#### GOAL:
Render the lines below as a numbered list, dropping any blank lines and omitting the pictures.

#### MATERIAL PROVIDED:
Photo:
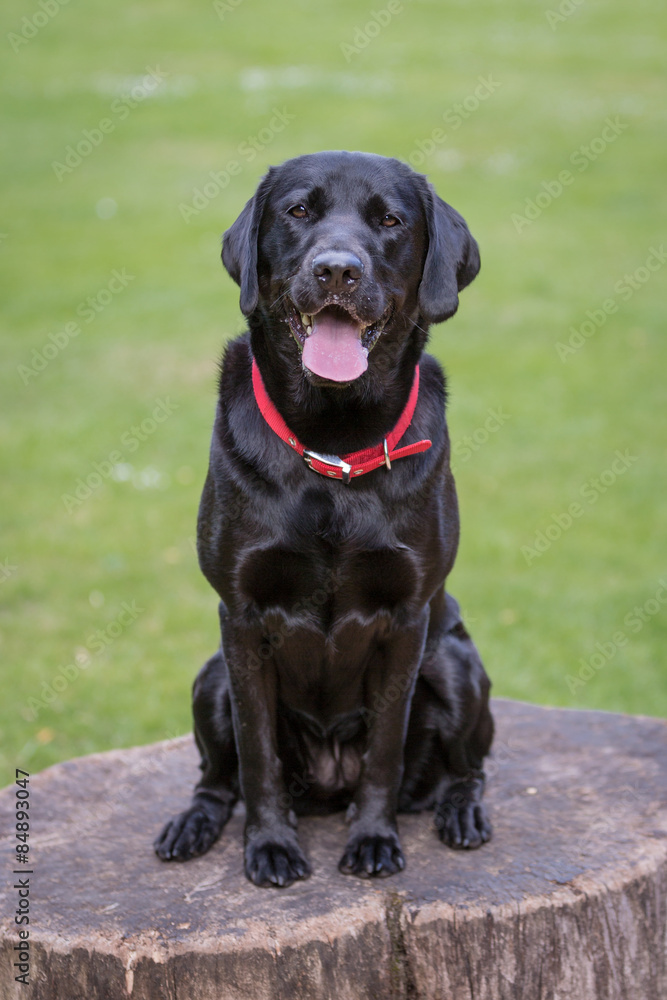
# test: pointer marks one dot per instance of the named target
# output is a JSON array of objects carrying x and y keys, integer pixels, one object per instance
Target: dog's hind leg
[
  {"x": 194, "y": 831},
  {"x": 450, "y": 733}
]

#### EXPECTED ANSWER:
1. Photo:
2. # test: pointer marks one dot per instance of the named target
3. # output is a JSON array of objects carrying x and y keys, integer pixels, one object per instance
4. Target: dog's hind leg
5. [
6.   {"x": 194, "y": 831},
7.   {"x": 450, "y": 733}
8. ]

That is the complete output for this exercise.